***** Input records

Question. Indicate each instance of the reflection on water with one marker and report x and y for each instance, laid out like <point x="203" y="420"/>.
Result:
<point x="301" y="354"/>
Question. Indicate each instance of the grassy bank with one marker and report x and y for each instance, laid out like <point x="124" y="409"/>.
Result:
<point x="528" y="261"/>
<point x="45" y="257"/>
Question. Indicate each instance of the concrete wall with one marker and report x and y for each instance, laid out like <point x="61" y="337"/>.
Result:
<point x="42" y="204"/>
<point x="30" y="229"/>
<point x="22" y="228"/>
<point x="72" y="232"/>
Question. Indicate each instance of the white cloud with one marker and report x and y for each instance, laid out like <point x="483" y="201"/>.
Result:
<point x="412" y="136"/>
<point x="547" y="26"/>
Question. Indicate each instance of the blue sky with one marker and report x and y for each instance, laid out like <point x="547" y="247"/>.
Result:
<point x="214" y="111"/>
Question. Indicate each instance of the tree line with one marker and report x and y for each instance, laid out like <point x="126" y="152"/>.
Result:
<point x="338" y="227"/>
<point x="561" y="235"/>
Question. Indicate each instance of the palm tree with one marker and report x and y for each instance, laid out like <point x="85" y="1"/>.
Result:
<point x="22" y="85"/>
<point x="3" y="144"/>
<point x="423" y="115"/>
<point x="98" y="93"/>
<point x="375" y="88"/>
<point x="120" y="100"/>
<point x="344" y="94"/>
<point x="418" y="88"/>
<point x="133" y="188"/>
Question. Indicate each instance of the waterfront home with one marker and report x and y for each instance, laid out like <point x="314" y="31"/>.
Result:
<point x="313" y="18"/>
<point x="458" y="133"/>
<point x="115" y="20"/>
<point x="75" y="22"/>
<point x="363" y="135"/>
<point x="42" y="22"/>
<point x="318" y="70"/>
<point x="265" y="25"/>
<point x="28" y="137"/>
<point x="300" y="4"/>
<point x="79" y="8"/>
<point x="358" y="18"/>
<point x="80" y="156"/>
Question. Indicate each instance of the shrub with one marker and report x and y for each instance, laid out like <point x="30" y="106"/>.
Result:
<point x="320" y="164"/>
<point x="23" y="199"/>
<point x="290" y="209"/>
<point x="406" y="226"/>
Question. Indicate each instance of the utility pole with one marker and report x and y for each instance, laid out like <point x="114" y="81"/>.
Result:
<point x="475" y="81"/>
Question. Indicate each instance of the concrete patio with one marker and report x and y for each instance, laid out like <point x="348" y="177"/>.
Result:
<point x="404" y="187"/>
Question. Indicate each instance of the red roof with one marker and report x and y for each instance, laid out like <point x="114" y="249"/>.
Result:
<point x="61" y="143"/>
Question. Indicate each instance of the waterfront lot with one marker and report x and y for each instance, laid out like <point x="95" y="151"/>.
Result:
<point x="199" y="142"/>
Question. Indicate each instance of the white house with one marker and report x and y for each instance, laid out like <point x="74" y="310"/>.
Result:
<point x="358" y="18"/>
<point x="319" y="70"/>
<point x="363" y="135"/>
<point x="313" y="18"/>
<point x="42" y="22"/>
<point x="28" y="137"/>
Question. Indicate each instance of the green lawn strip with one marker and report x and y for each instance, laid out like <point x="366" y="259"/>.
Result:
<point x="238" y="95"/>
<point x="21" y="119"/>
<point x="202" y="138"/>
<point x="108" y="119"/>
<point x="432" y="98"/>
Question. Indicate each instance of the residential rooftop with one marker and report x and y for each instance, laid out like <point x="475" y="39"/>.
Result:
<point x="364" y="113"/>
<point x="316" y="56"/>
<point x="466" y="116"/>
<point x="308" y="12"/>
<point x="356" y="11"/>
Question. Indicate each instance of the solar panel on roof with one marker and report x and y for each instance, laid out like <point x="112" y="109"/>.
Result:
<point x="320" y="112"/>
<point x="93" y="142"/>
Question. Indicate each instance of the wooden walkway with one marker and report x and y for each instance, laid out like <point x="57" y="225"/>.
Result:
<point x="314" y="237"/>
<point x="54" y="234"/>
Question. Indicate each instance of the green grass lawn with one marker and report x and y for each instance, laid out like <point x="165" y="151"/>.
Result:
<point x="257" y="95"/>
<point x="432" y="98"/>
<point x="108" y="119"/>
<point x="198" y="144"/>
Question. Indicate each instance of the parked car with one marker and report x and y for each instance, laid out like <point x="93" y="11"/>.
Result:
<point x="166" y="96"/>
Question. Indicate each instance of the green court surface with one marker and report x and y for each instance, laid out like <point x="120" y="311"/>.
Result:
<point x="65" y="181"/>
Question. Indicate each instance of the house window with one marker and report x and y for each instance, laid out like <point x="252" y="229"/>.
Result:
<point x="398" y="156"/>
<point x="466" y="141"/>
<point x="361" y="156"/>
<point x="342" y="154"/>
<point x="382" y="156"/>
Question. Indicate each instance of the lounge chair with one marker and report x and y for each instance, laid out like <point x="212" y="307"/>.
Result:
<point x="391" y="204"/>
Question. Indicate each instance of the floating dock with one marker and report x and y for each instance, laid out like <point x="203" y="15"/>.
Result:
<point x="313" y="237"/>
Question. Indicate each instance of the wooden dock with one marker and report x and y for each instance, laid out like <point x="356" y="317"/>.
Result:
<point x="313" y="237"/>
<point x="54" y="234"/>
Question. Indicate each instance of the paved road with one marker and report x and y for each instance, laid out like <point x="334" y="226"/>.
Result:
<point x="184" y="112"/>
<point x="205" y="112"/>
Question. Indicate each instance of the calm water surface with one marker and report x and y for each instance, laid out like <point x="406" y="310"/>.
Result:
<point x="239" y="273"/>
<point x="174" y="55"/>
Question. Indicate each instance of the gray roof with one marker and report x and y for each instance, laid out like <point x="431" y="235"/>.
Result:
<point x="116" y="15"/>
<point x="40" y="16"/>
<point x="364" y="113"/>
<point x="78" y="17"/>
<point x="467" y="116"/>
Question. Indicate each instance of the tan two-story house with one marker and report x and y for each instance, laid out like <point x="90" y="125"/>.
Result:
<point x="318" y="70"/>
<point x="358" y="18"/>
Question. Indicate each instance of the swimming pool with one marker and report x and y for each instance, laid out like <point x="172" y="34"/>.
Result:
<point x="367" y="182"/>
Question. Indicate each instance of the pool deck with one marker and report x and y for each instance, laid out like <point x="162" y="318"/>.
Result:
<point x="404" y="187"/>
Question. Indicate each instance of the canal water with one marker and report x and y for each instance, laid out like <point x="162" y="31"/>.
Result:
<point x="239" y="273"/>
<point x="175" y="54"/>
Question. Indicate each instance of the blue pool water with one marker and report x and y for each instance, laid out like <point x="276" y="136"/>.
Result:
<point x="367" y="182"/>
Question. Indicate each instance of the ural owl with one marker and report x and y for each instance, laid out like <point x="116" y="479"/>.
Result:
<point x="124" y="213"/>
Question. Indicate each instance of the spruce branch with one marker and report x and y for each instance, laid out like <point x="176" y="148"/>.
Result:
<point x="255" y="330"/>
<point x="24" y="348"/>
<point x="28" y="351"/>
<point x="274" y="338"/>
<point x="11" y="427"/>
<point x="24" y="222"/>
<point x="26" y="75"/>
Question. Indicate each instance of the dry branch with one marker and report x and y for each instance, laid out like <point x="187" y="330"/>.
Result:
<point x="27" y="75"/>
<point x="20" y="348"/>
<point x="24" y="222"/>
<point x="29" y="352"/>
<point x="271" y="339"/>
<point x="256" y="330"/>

**********

Instructions for the task
Duplicate all of the material above line for line, changing nothing.

Final answer
Question. Indicate each instance of the reflection on water with one marker and report x and y for each instance, laid out like <point x="203" y="420"/>.
Result:
<point x="301" y="354"/>
Question. Indicate each instance of the grassy bank with one marker and report x and y for each instance, laid out like <point x="124" y="409"/>.
Result:
<point x="528" y="261"/>
<point x="45" y="257"/>
Question. Indicate each instance of the concrete wall with one marker and report x and y for each instance, laid out like <point x="61" y="337"/>.
Result:
<point x="42" y="204"/>
<point x="30" y="229"/>
<point x="22" y="228"/>
<point x="72" y="232"/>
Question. Indicate each instance of the white cloud with one marker and report x and y for each instance, laid out like <point x="483" y="201"/>.
Result:
<point x="412" y="136"/>
<point x="547" y="26"/>
Question. Indicate each instance of the blue sky with one marker and report x and y for each instance, laid out like <point x="547" y="247"/>.
Result:
<point x="214" y="111"/>
Question. Indicate each instance of the tree line with one marker and report x and y for each instance, laid out like <point x="126" y="152"/>.
Result:
<point x="338" y="227"/>
<point x="561" y="235"/>
Question. Indicate each instance of the palm tree with one marker and report x and y for each instance, laid out like <point x="85" y="1"/>.
Result:
<point x="22" y="85"/>
<point x="3" y="144"/>
<point x="423" y="115"/>
<point x="98" y="93"/>
<point x="375" y="88"/>
<point x="120" y="100"/>
<point x="344" y="94"/>
<point x="418" y="88"/>
<point x="133" y="188"/>
Question. Indicate each instance of the waterfront home with one marker and report x and y for each instance, laid out like <point x="314" y="31"/>.
Result:
<point x="313" y="18"/>
<point x="458" y="133"/>
<point x="115" y="20"/>
<point x="75" y="22"/>
<point x="363" y="135"/>
<point x="42" y="22"/>
<point x="318" y="70"/>
<point x="265" y="25"/>
<point x="28" y="137"/>
<point x="300" y="4"/>
<point x="79" y="8"/>
<point x="358" y="18"/>
<point x="80" y="156"/>
Question. Indicate each instance of the shrub with one marker and report x and y for each instance, laid out like <point x="30" y="106"/>.
Result:
<point x="320" y="164"/>
<point x="23" y="199"/>
<point x="290" y="209"/>
<point x="406" y="226"/>
Question. Indicate each instance of the utility pole with one marker and report x and y for each instance, laid out like <point x="114" y="81"/>.
Result:
<point x="475" y="81"/>
Question. Indicate each instance of the concrete patio with one marker and report x and y for each instance, laid out like <point x="348" y="177"/>.
Result:
<point x="404" y="187"/>
Question. Indicate each instance of the red roof with one marker and report x and y for each instance, laid out like <point x="114" y="249"/>.
Result:
<point x="61" y="143"/>
Question. Indicate each instance of the waterfront lot with one marker and report x and y for each instance, laid out like <point x="95" y="151"/>.
Result:
<point x="199" y="142"/>
Question. Indicate each instance of the white house with one marker and report x and y for each instance, laid out like <point x="74" y="310"/>.
Result:
<point x="358" y="18"/>
<point x="319" y="70"/>
<point x="363" y="135"/>
<point x="313" y="18"/>
<point x="42" y="22"/>
<point x="28" y="137"/>
Question. Indicate each instance of the green lawn strip with one marker and report x and y for each instance, laid out like <point x="366" y="259"/>.
Result:
<point x="238" y="95"/>
<point x="21" y="119"/>
<point x="202" y="138"/>
<point x="108" y="119"/>
<point x="432" y="98"/>
Question. Indicate each instance of the residential rooftop with one marker and report x and y for each instance, laid out like <point x="475" y="39"/>.
Result:
<point x="364" y="113"/>
<point x="316" y="56"/>
<point x="466" y="116"/>
<point x="308" y="12"/>
<point x="356" y="11"/>
Question. Indicate each instance of the solar panel on roof with one marker and report x and y for each instance, laid out like <point x="112" y="109"/>.
Result:
<point x="320" y="112"/>
<point x="93" y="142"/>
Question. Indicate each instance of the wooden walkway with one marker and report x and y for each instance, laid out like <point x="57" y="225"/>.
Result:
<point x="314" y="237"/>
<point x="54" y="234"/>
Question. Indicate each instance of the green grass lawn with one marker and report x and y for each instance, laid out like <point x="165" y="151"/>.
Result:
<point x="257" y="95"/>
<point x="432" y="98"/>
<point x="108" y="119"/>
<point x="198" y="144"/>
Question. Indicate each instance of the parked car with one marker and report x and y for each instance, laid out like <point x="93" y="11"/>.
Result:
<point x="166" y="96"/>
Question. Indicate each instance of the green court surface with one marker and report x and y for each instance, laid out like <point x="120" y="311"/>.
Result:
<point x="65" y="181"/>
Question. Indicate each instance of the house window with one marker and report x and y for each instance, laid out like <point x="252" y="229"/>.
Result:
<point x="398" y="156"/>
<point x="466" y="141"/>
<point x="361" y="156"/>
<point x="342" y="154"/>
<point x="382" y="156"/>
Question. Indicate each instance of the lounge chair with one marker and report x and y for each instance, laid out like <point x="212" y="307"/>.
Result:
<point x="391" y="204"/>
Question. Indicate each instance of the floating dock with one marker and report x and y for each instance, laid out like <point x="203" y="15"/>.
Result:
<point x="313" y="237"/>
Question. Indicate each instance of the wooden dock with one marker and report x and y for each instance, laid out like <point x="356" y="317"/>.
Result:
<point x="313" y="237"/>
<point x="54" y="234"/>
Question. Indicate each instance of the paved road with one marker and report x and y for each instance, laid out like <point x="334" y="226"/>.
Result:
<point x="184" y="112"/>
<point x="205" y="112"/>
Question. Indicate each instance of the calm water surface with one marker and report x and y for each instance, laid out like <point x="406" y="310"/>.
Result:
<point x="239" y="273"/>
<point x="174" y="55"/>
Question. Indicate each instance of the gray roof with one marker and report x and y for each instance, laid out like <point x="431" y="235"/>.
Result:
<point x="116" y="15"/>
<point x="40" y="16"/>
<point x="364" y="113"/>
<point x="78" y="17"/>
<point x="467" y="116"/>
Question. Indicate each instance of the tan two-story house with one marker and report x and y for each instance, laid out like <point x="90" y="125"/>.
Result:
<point x="318" y="70"/>
<point x="358" y="18"/>
Question. Indicate each instance of the swimming pool with one marker and report x and y for each instance, laid out like <point x="172" y="34"/>.
Result:
<point x="367" y="182"/>
Question. Indicate each instance of the pool deck with one marker and report x and y for each instance, laid out like <point x="162" y="318"/>.
Result:
<point x="404" y="187"/>
Question. Indicate each instance of the canal water with one marker and report x and y for each instance, laid out like <point x="162" y="31"/>.
Result:
<point x="239" y="273"/>
<point x="175" y="54"/>
Question. Indicate each instance of the blue pool water with one marker and report x and y for each instance, laid out like <point x="276" y="136"/>.
Result:
<point x="367" y="182"/>
Question. Indicate each instance of the ural owl with one marker and report x and y for each instance, laid out like <point x="116" y="479"/>.
Result:
<point x="124" y="213"/>
Question. Indicate each instance of the spruce branch with one marker and report x and y for each instance, laid out like <point x="176" y="148"/>.
Result:
<point x="255" y="330"/>
<point x="24" y="348"/>
<point x="28" y="351"/>
<point x="274" y="338"/>
<point x="11" y="427"/>
<point x="24" y="222"/>
<point x="26" y="75"/>
Question. Indicate each instance of the dry branch with one marker and report x and y for each instance, laid out like <point x="187" y="330"/>.
Result:
<point x="27" y="75"/>
<point x="20" y="348"/>
<point x="24" y="222"/>
<point x="29" y="352"/>
<point x="271" y="339"/>
<point x="256" y="330"/>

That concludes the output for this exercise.